→ **What is needed**:
Go through the material below and count the lines in which the word "logo" occurs; the only output is the number.

*****

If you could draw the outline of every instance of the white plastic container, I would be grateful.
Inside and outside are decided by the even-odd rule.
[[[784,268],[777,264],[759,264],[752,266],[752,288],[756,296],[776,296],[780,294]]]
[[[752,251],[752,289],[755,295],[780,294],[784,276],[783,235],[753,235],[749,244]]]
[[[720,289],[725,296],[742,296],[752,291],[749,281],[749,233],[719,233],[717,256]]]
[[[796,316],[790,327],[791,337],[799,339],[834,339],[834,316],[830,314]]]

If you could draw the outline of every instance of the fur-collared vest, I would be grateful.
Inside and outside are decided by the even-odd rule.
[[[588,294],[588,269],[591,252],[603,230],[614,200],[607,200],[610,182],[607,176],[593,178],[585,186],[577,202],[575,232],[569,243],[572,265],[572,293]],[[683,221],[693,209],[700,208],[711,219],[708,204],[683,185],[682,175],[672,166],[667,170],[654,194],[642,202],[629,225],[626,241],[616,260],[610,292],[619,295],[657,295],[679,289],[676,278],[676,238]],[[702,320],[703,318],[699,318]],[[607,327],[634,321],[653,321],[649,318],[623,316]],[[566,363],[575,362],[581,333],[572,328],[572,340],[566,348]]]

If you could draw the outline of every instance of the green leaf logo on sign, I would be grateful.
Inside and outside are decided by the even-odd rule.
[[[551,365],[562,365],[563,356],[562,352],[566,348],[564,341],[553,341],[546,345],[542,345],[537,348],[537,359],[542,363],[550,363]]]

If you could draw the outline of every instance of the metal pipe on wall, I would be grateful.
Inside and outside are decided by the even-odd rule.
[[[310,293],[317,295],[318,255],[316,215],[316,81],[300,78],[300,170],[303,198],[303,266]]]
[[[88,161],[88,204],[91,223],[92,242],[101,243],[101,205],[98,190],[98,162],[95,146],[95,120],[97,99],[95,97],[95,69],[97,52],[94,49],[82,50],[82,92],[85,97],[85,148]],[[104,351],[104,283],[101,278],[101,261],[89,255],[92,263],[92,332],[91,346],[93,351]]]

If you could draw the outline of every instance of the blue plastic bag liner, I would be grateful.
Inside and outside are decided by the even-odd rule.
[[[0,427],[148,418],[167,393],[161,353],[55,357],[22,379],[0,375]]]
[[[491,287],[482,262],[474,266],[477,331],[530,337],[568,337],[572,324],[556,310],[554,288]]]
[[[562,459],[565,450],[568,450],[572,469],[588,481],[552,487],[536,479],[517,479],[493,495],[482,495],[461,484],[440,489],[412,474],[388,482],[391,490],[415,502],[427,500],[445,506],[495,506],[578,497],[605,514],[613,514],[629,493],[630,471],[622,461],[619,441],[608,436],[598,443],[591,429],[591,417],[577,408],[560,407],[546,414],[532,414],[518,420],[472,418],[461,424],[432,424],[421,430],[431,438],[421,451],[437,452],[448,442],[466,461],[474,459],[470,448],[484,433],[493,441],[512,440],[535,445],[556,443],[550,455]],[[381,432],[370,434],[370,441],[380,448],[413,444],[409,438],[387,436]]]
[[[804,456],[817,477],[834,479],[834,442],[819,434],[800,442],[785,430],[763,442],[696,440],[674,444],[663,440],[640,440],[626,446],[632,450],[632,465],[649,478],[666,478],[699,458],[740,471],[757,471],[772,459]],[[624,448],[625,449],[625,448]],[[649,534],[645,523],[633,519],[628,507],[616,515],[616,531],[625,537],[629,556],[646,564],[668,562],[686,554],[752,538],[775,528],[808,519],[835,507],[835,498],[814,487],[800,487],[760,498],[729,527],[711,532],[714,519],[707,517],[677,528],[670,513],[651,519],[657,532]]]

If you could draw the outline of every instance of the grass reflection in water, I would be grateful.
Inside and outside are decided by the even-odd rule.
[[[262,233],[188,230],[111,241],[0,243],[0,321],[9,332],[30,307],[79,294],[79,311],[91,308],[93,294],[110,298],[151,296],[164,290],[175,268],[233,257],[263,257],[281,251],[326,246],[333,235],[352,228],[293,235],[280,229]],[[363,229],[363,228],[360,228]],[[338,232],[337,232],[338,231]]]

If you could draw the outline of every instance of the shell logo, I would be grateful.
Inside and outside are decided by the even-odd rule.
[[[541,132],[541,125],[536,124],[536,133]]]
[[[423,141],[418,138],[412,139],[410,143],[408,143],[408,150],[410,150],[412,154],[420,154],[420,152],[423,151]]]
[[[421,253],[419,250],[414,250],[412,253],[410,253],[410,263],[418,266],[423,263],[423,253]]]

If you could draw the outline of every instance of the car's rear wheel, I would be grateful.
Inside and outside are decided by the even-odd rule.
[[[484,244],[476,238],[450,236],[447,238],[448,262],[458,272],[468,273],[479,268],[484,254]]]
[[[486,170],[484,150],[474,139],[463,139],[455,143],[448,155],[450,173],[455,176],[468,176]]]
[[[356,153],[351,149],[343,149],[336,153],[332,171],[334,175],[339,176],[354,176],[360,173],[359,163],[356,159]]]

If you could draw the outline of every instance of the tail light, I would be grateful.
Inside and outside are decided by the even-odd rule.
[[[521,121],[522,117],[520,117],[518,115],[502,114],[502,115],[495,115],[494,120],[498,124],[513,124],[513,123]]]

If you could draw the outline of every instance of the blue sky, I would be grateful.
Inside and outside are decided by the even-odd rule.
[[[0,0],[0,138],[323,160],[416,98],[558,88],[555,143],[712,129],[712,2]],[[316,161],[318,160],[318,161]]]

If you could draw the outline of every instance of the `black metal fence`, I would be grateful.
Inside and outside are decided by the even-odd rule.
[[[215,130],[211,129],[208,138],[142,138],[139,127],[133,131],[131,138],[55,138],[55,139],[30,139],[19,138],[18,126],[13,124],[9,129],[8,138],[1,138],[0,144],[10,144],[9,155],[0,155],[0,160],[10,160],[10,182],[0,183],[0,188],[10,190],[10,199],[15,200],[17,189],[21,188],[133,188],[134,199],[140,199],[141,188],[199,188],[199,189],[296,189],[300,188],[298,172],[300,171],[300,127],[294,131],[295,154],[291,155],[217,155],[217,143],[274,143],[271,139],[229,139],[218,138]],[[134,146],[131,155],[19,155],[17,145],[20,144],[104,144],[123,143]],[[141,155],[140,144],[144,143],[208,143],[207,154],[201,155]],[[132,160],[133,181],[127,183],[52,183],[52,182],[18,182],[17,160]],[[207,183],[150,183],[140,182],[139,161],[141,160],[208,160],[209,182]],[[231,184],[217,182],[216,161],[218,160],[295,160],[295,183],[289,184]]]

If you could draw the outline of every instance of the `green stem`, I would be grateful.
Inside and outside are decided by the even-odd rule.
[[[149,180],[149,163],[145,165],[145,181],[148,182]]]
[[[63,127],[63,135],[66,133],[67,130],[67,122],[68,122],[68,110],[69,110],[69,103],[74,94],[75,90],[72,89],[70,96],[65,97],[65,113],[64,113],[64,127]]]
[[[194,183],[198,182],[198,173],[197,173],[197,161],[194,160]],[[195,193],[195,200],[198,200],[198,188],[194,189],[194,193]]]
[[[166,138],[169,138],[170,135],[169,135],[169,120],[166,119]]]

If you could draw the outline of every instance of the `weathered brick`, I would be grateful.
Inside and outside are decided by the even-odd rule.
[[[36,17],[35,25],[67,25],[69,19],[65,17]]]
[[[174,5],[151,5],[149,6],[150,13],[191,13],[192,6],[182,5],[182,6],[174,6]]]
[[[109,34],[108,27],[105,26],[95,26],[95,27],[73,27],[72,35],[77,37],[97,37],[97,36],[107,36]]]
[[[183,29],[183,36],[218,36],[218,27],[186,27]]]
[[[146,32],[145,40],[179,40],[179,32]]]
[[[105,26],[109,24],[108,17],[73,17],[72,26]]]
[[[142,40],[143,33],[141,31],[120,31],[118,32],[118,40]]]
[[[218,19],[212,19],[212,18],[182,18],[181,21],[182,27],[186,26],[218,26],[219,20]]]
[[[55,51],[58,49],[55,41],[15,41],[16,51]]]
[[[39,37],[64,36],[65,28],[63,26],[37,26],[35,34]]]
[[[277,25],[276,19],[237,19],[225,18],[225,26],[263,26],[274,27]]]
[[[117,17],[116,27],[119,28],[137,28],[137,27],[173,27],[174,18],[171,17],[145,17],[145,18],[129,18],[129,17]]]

*****

→ **Your response**:
2